## Consigne A
Dans le texte sur Namur, quelle église Théodore Duruisseau a-t-il peinte ?
## Consigne B
Indiquez si chaque affirmation concorde avec le texte sur Namur : (i) la photo y est jugée plus personnelle que la peinture ; (ii) Théodore Duruisseau a vécu de 1921 à 2007 ; (iii) la photo offre elle aussi sa part de poésie. Répondez par oui ou non en citant les mots du texte qui tranchent.
## Consigne C
Prolongez le texte sur Namur en reprenant après sa dernière phrase.

## Texte fourni
Des chevalets entre Sambre et Meuse

De Namur, au confluent de la Sambre et de la Meuse, on connaît la citadelle, imposante construction qui domine le panorama et fut le témoin des flux et reflux d’une longue histoire. Pour ceux qui ont eu la curiosité de s’arrêter un jour ou deux dans cette ville belge, sans doute sont connues aussi la cathédrale Saint-Aubain, la vieille cité, quelques places, des maisons élégantes, peut-être ces coins inattendus où les charmes du passé se conjuguent avec ceux du présent. Ces sites emblématiques de Namur sont assez attractifs pour que les artistes aient trouvé en eux des sujets privilégiés. D’autres lieux plus ignorés, populaires ou bourgeois, des rues, des marchés, des ponts, ont également séduit les peintres comme les touristes au point d’inviter les premiers à planter devant leur chevalet et les seconds à les photographier. Pour les uns, l’idée est de saisir dans le passage des heures les variations souvent infimes de la lumière sur une façade, sur une fontaine, sur l’eau, sur la végétation et d’en reporter avec les pinceaux, le crayon, l’huile ou l’aquarelle, les ombres nées, les frémissements, la variété des couleurs, l’animation, les volumes modifiés au fil des heures, le silence, les détails. Pour les autres, le plaisir est de fixer par le biais de l’objectif des instantanés évocateurs, de garder des souvenirs qui avec le recul, prendront également dans des albums une valeur sentimentale accrue. La toile n’est pas la pellicule, le papier n’est pas le film !

 

 

Ce livre est ainsi au confluent des deux démarches, à la jonction de ce que l’œil perçoit et de ce que la mémoire engrange. Les villes évoluent, leurs visages se renouvellent sans cesse, il est banal de le redire. La confrontation peinture-photographie est intéressante en cela que face à un même point de vue, se positionnant selon un angle analogue, cherchant des perspectives voisines, les rendus des uns et des autres sont à la fois similaires et opposés. Ils se complètent voire se poursuivent. Ainsi pour prendre un exemple parmi d’autres, le peintre Théodore Duruisseau (1921-2007) dresse le clocher de l’église Saint-Jean Baptiste dans un ciel serein, bleuté, renforce les frondaisons, souligne l’animation du marché, exagère à peine pour que l’émotion se ressente naturellement. Moins personnelle, plus rigoureuse, la photo quant à elle restitue sans faille cette impression de puissance et de sveltesse, capte la verdure qui s’étend à gauche, surprend les gens affairés. Pourtant, elle offre aussi sa part de poésie. Tout est semblable, rien n’est exactement pareil.

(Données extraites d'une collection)
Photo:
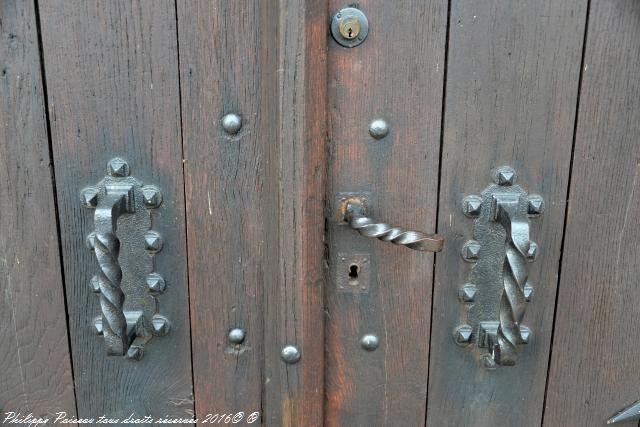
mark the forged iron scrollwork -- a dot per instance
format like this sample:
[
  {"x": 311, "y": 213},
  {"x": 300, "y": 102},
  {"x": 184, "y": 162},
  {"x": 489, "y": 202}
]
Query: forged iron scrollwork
[
  {"x": 499, "y": 288},
  {"x": 124, "y": 248},
  {"x": 355, "y": 215}
]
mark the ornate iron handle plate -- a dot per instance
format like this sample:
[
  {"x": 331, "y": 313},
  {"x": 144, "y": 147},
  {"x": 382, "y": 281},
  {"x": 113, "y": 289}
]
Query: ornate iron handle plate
[
  {"x": 355, "y": 214},
  {"x": 498, "y": 290},
  {"x": 124, "y": 248}
]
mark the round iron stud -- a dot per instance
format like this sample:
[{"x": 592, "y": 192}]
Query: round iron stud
[
  {"x": 236, "y": 336},
  {"x": 378, "y": 129},
  {"x": 349, "y": 27},
  {"x": 369, "y": 342},
  {"x": 290, "y": 354},
  {"x": 231, "y": 123}
]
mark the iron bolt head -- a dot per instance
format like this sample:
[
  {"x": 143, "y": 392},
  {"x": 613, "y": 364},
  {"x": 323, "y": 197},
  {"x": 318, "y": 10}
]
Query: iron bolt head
[
  {"x": 151, "y": 196},
  {"x": 118, "y": 167},
  {"x": 471, "y": 251},
  {"x": 505, "y": 175},
  {"x": 236, "y": 336},
  {"x": 369, "y": 342},
  {"x": 378, "y": 128},
  {"x": 462, "y": 335},
  {"x": 471, "y": 206},
  {"x": 135, "y": 353},
  {"x": 95, "y": 284},
  {"x": 528, "y": 291},
  {"x": 532, "y": 253},
  {"x": 467, "y": 292},
  {"x": 290, "y": 354},
  {"x": 231, "y": 123},
  {"x": 152, "y": 241},
  {"x": 525, "y": 334},
  {"x": 89, "y": 197},
  {"x": 97, "y": 325},
  {"x": 349, "y": 27},
  {"x": 161, "y": 325},
  {"x": 155, "y": 283},
  {"x": 535, "y": 205}
]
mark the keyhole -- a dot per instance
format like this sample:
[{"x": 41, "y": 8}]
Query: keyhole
[{"x": 353, "y": 271}]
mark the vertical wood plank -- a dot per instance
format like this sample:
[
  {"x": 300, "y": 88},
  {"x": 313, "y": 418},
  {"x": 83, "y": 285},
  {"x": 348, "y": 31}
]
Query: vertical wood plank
[
  {"x": 226, "y": 67},
  {"x": 255, "y": 202},
  {"x": 294, "y": 301},
  {"x": 594, "y": 365},
  {"x": 396, "y": 74},
  {"x": 513, "y": 69},
  {"x": 35, "y": 371},
  {"x": 112, "y": 80}
]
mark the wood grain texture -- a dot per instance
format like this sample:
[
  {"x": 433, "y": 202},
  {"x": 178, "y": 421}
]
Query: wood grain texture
[
  {"x": 35, "y": 371},
  {"x": 255, "y": 202},
  {"x": 112, "y": 80},
  {"x": 594, "y": 366},
  {"x": 512, "y": 82},
  {"x": 397, "y": 75}
]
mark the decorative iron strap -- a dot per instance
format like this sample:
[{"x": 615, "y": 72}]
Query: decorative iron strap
[
  {"x": 114, "y": 323},
  {"x": 369, "y": 227},
  {"x": 498, "y": 288}
]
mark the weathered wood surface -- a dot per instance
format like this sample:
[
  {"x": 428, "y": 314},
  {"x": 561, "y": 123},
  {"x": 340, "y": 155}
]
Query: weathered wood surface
[
  {"x": 255, "y": 203},
  {"x": 594, "y": 365},
  {"x": 112, "y": 79},
  {"x": 512, "y": 83},
  {"x": 397, "y": 75},
  {"x": 35, "y": 371}
]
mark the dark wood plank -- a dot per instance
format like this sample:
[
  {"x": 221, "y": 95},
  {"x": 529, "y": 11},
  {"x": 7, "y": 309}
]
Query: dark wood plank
[
  {"x": 512, "y": 82},
  {"x": 35, "y": 371},
  {"x": 294, "y": 296},
  {"x": 255, "y": 203},
  {"x": 397, "y": 75},
  {"x": 594, "y": 366},
  {"x": 112, "y": 80},
  {"x": 221, "y": 66}
]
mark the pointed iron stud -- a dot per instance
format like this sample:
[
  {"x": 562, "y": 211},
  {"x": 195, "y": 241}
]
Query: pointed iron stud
[
  {"x": 151, "y": 196},
  {"x": 153, "y": 241},
  {"x": 471, "y": 251},
  {"x": 118, "y": 167},
  {"x": 505, "y": 175},
  {"x": 630, "y": 413}
]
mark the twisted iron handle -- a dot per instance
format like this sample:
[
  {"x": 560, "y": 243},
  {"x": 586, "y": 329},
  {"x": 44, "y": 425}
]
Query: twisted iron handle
[
  {"x": 107, "y": 246},
  {"x": 513, "y": 301},
  {"x": 356, "y": 218}
]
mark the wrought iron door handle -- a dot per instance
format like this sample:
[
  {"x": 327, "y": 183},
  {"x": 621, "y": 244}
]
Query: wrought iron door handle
[
  {"x": 498, "y": 296},
  {"x": 356, "y": 216},
  {"x": 125, "y": 280}
]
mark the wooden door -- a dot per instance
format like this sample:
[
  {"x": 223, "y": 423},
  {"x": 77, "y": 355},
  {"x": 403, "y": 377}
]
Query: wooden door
[{"x": 216, "y": 145}]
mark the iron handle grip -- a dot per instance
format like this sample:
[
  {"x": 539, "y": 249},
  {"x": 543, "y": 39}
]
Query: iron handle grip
[{"x": 356, "y": 218}]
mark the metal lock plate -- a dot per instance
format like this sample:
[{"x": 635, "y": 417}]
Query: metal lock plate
[{"x": 353, "y": 272}]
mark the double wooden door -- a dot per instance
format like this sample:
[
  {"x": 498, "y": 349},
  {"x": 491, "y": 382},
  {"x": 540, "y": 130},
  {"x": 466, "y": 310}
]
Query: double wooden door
[{"x": 255, "y": 125}]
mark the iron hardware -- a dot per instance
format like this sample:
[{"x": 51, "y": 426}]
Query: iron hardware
[
  {"x": 124, "y": 248},
  {"x": 498, "y": 288},
  {"x": 349, "y": 27},
  {"x": 354, "y": 212},
  {"x": 290, "y": 354}
]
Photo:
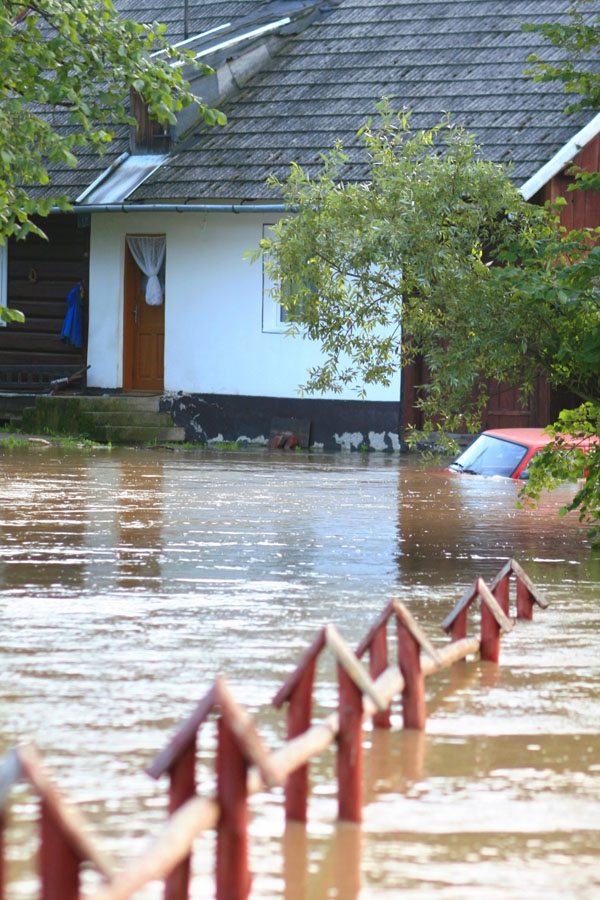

## Réponse A
L'église Saint-Jean Baptiste.

## Réponse B
(i) Non : « Moins personnelle, plus rigoureuse, la photo quant à elle restitue sans faille cette impression de puissance et de sveltesse ».
(ii) Oui : « le peintre Théodore Duruisseau (1921-2007) ».
(iii) Oui : « Pourtant, elle offre aussi sa part de poésie. »

## Réponse C
Les approches des uns et des autres convergent, tirent de la réalité des images filtrées par la sensibilité. Les artistes idéalisent quelque peu, en ajoutant des touches parfois fantaisistes. Les photographes peuvent aussi intervenir, mais dans des limites plus étroites et selon les techniques disponibles. Les années de toutes les façons ont cheminé, rayant souvent, ou pire encore, effaçant du paysage les repères de jadis. Rapprocher le tableau signé Alphonse Crépin (1931-2010) représentant Le Quai des Joghiers de la photo est un petit exercice amusant : même rive, allongement des pierres identique, arbres en bordure des toits. Mais le jeu des différences s’invite d’office ici comme ailleurs.  

 

 

Un des peintres qui ont le plus œuvré à Namur et ont stabilisé la diversité de ses visages est Albert Dandoy (1885-1977). Sa palette est ample, s’adapte à chaque endroit, restitue et les équilibres architecturaux et les harmonies de tons. Une porte, un pont qui enjambe la rivière, des joutes nautiques, il cadre avec talent ce qu’il voit, rend compte en observateur, fait passer son affection envers sa ville par des détails délicats. Son père, Auguste, était lui-même peintre. Son tableau exécuté en 1863, représentant Notre-Dame du Rempart, est à comparer avec la photo de ce même édifice. Des maisons ont disparu, un bâtiment moderne les remplace, en altérant les abords de cette chapelle datant de 1867. Félicien Rops, bien connu pour son aptitude à caricaturer, fameux pour certains tableaux qui provoquèrent la critique, peignant comme il disait avec ses nerfs et ses yeux, entre lui-aussi dans ce groupe des artistes namurois qui ont aimé ces emplacements charmants. Il tend une jolie vue de la Meuse, dans sa courbe aux pieds du Rocher des Grands Malades (1876).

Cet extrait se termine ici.